#### Saved entries:
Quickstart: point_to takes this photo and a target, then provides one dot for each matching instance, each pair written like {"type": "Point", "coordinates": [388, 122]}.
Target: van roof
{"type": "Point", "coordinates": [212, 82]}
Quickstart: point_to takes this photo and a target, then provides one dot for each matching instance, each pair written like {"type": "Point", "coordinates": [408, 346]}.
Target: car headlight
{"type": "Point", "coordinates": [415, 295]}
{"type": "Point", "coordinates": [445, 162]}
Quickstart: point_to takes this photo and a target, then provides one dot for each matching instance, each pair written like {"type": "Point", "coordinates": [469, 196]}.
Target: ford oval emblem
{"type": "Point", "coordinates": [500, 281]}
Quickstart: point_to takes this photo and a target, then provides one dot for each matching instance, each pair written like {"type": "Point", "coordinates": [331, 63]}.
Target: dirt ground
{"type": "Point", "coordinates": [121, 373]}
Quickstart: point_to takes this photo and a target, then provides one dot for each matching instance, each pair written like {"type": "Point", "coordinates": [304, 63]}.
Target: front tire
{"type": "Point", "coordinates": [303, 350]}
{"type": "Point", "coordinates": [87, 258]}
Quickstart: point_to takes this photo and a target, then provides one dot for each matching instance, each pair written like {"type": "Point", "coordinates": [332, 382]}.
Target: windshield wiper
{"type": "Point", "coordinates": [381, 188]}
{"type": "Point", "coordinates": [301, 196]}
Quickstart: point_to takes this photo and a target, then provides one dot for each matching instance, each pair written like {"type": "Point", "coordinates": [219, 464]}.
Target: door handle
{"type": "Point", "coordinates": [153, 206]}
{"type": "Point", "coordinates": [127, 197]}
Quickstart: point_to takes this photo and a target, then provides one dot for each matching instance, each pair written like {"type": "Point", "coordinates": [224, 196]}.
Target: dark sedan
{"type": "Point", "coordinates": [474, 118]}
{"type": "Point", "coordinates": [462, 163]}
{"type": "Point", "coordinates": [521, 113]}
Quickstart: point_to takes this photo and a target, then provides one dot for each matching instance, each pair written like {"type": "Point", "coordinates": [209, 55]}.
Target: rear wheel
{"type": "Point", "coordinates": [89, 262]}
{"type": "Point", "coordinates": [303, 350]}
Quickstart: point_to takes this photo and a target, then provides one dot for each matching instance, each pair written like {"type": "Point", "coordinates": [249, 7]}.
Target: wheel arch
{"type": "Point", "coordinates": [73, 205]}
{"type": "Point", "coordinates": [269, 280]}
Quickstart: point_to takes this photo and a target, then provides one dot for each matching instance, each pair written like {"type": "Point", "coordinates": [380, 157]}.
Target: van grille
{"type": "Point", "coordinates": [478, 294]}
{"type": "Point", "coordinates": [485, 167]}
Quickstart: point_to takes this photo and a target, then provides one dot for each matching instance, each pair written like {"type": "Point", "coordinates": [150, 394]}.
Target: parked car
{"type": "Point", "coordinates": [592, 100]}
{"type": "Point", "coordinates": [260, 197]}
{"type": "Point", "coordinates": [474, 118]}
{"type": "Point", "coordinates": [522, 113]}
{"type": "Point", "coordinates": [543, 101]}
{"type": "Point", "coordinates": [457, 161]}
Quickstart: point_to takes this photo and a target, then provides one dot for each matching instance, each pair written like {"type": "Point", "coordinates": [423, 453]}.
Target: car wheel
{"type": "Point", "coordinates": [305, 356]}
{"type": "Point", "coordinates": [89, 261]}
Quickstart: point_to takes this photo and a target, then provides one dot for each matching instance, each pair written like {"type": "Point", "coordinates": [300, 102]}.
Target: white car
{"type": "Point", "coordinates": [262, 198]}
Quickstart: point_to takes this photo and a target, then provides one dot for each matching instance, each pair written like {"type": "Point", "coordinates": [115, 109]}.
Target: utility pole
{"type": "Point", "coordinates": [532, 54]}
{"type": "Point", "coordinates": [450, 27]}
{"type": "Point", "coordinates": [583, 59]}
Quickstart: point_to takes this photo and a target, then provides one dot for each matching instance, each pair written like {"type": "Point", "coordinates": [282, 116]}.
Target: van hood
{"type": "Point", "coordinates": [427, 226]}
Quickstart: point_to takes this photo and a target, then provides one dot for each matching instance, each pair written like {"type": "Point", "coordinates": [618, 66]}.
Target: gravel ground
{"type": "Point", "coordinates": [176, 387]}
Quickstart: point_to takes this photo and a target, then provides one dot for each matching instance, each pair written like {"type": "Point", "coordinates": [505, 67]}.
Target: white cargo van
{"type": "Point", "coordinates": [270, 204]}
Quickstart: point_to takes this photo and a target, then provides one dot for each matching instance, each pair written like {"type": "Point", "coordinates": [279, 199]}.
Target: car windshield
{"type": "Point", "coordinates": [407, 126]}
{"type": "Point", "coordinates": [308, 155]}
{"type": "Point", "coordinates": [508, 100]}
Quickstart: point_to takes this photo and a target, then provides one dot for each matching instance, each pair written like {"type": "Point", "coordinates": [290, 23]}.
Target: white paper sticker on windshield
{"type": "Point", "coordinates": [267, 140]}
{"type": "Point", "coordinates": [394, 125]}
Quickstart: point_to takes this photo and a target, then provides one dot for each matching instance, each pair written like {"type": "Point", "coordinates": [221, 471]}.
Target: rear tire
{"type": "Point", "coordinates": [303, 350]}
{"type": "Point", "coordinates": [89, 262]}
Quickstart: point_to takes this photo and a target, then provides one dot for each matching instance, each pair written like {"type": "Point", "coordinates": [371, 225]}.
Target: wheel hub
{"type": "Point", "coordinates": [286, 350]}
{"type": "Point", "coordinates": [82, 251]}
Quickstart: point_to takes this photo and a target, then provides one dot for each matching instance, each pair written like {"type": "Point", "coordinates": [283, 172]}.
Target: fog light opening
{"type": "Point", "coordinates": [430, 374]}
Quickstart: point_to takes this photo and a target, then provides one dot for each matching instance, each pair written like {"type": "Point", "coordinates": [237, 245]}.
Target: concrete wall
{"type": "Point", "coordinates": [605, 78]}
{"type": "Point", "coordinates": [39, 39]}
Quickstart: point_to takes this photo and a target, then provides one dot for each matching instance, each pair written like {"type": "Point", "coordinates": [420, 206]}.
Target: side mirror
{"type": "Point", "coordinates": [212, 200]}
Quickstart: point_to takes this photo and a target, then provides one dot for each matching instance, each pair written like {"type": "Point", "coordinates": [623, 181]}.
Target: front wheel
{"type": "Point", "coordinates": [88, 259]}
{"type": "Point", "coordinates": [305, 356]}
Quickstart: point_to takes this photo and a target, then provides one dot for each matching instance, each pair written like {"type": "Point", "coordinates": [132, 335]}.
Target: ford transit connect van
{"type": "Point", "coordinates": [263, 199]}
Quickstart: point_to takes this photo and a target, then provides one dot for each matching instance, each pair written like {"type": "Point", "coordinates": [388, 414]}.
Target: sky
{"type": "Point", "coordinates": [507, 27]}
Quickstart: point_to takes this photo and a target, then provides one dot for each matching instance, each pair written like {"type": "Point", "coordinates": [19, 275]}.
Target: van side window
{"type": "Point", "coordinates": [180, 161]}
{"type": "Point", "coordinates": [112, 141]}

#### ASSIGNMENT:
Please reproduce every record shown above, exactly as written.

#### FINISHED EXERCISE:
Quickstart: point_to takes this photo and a target, then provides one dot for each matching instance, each pair written like {"type": "Point", "coordinates": [388, 122]}.
Target: van roof
{"type": "Point", "coordinates": [212, 82]}
Quickstart: point_to takes this photo and a target, then provides one dot for each matching instance, each pair written like {"type": "Point", "coordinates": [408, 346]}.
Target: car headlight
{"type": "Point", "coordinates": [415, 295]}
{"type": "Point", "coordinates": [445, 162]}
Quickstart: point_to takes this photo and a target, then provides one dot for each matching instance, each pair written like {"type": "Point", "coordinates": [469, 196]}.
Target: ford oval emblem
{"type": "Point", "coordinates": [500, 281]}
Quickstart: point_to takes this photo and a target, then provides one dot for each matching instance, each pair written like {"type": "Point", "coordinates": [331, 63]}.
Target: dirt ground
{"type": "Point", "coordinates": [121, 373]}
Quickstart: point_to takes this photo and a target, then provides one dot for each matching instance, each pair written like {"type": "Point", "coordinates": [304, 63]}.
Target: front tire
{"type": "Point", "coordinates": [303, 350]}
{"type": "Point", "coordinates": [87, 258]}
Quickstart: point_to takes this photo and a target, then provides one dot for each matching instance, each pair written like {"type": "Point", "coordinates": [332, 382]}.
Target: windshield wiper
{"type": "Point", "coordinates": [381, 188]}
{"type": "Point", "coordinates": [301, 196]}
Quickstart: point_to takes this photo and a target, then provides one dot for each matching instance, each pair written like {"type": "Point", "coordinates": [219, 464]}.
Target: door handle
{"type": "Point", "coordinates": [153, 206]}
{"type": "Point", "coordinates": [127, 197]}
Quickstart: point_to takes this photo and a target, then provides one dot for each matching instance, each pair written like {"type": "Point", "coordinates": [224, 196]}.
Target: dark sedan
{"type": "Point", "coordinates": [474, 118]}
{"type": "Point", "coordinates": [462, 163]}
{"type": "Point", "coordinates": [521, 113]}
Quickstart: point_to takes this photo and a target, then provides one dot for each matching instance, each pair written like {"type": "Point", "coordinates": [209, 55]}.
Target: rear wheel
{"type": "Point", "coordinates": [89, 262]}
{"type": "Point", "coordinates": [303, 350]}
Quickstart: point_to takes this photo and a target, then provides one dot for each matching instance, each pair written like {"type": "Point", "coordinates": [249, 7]}.
Target: wheel arch
{"type": "Point", "coordinates": [73, 205]}
{"type": "Point", "coordinates": [269, 280]}
Quickstart: point_to takes this photo and a target, then provides one dot for each matching instance, each pair written like {"type": "Point", "coordinates": [380, 157]}.
Target: van grille
{"type": "Point", "coordinates": [478, 294]}
{"type": "Point", "coordinates": [485, 167]}
Quickstart: point_to takes this photo and a target, then provides one dot for each matching instance, each pair written like {"type": "Point", "coordinates": [150, 394]}.
Target: parked car
{"type": "Point", "coordinates": [592, 100]}
{"type": "Point", "coordinates": [260, 197]}
{"type": "Point", "coordinates": [474, 118]}
{"type": "Point", "coordinates": [522, 113]}
{"type": "Point", "coordinates": [543, 101]}
{"type": "Point", "coordinates": [457, 161]}
Quickstart: point_to takes this photo and a target, then provides one dot for each matching instance, each pair written like {"type": "Point", "coordinates": [423, 453]}.
Target: car wheel
{"type": "Point", "coordinates": [305, 356]}
{"type": "Point", "coordinates": [89, 261]}
Quickstart: point_to takes this photo and a target, then provides one dot for each matching instance, each pair written like {"type": "Point", "coordinates": [300, 102]}.
Target: white car
{"type": "Point", "coordinates": [262, 198]}
Quickstart: point_to takes this photo and a target, then provides one dot for each matching instance, each pair written like {"type": "Point", "coordinates": [115, 109]}.
Target: utility pole
{"type": "Point", "coordinates": [532, 54]}
{"type": "Point", "coordinates": [450, 27]}
{"type": "Point", "coordinates": [583, 59]}
Quickstart: point_to takes this photo and a target, then provides one dot for each matching instance, each pair written like {"type": "Point", "coordinates": [282, 116]}.
Target: van hood
{"type": "Point", "coordinates": [427, 226]}
Quickstart: point_to takes this photo and a target, then provides one dot for each matching instance, each pair written like {"type": "Point", "coordinates": [618, 66]}.
Target: gravel ground
{"type": "Point", "coordinates": [176, 387]}
Quickstart: point_to takes this photo and a target, then provides one dot for each matching instance, each pair written like {"type": "Point", "coordinates": [505, 67]}.
Target: white cargo van
{"type": "Point", "coordinates": [270, 204]}
Quickstart: point_to takes this photo and a target, then provides one dot for each matching instance, each pair written like {"type": "Point", "coordinates": [279, 199]}.
Target: car windshield
{"type": "Point", "coordinates": [407, 126]}
{"type": "Point", "coordinates": [308, 155]}
{"type": "Point", "coordinates": [508, 100]}
Quickstart: point_to takes this photo and a target, then provides one dot for each matching instance, each pair written like {"type": "Point", "coordinates": [290, 23]}.
Target: white paper sticker on windshield
{"type": "Point", "coordinates": [267, 140]}
{"type": "Point", "coordinates": [394, 125]}
Quickstart: point_to takes this photo and a target, then provides one dot for each matching instance, each pair written like {"type": "Point", "coordinates": [221, 471]}.
Target: rear tire
{"type": "Point", "coordinates": [303, 350]}
{"type": "Point", "coordinates": [89, 262]}
Quickstart: point_to takes this photo and a target, then provides one dot for each matching instance, each pair written like {"type": "Point", "coordinates": [371, 225]}.
Target: wheel hub
{"type": "Point", "coordinates": [286, 350]}
{"type": "Point", "coordinates": [82, 251]}
Quickstart: point_to takes this photo and a target, then provides one dot for each matching instance, each pair written like {"type": "Point", "coordinates": [283, 172]}.
Target: fog light opening
{"type": "Point", "coordinates": [430, 374]}
Quickstart: point_to takes this photo and a target, then provides one dot for each matching instance, each pair written like {"type": "Point", "coordinates": [237, 245]}.
Target: concrete wall
{"type": "Point", "coordinates": [605, 78]}
{"type": "Point", "coordinates": [39, 39]}
Quickstart: point_to takes this photo and a target, then provides one dot for each matching instance, each pair written like {"type": "Point", "coordinates": [420, 206]}.
Target: side mirror
{"type": "Point", "coordinates": [212, 200]}
Quickstart: point_to takes this photo and a target, then provides one dot for each matching instance, each pair written like {"type": "Point", "coordinates": [623, 181]}.
Target: front wheel
{"type": "Point", "coordinates": [88, 259]}
{"type": "Point", "coordinates": [305, 356]}
Quickstart: point_to takes this photo and a target, then provides one dot for each matching instance, each pair written like {"type": "Point", "coordinates": [132, 335]}.
Target: ford transit connect van
{"type": "Point", "coordinates": [263, 199]}
Quickstart: point_to takes this photo and a target, then provides one dot for each matching instance, each pair written like {"type": "Point", "coordinates": [388, 414]}.
Target: sky
{"type": "Point", "coordinates": [507, 27]}
Quickstart: point_to takes this photo and a target, then provides one dot for each matching instance, each pair written like {"type": "Point", "coordinates": [19, 275]}.
Target: van side window
{"type": "Point", "coordinates": [180, 161]}
{"type": "Point", "coordinates": [112, 141]}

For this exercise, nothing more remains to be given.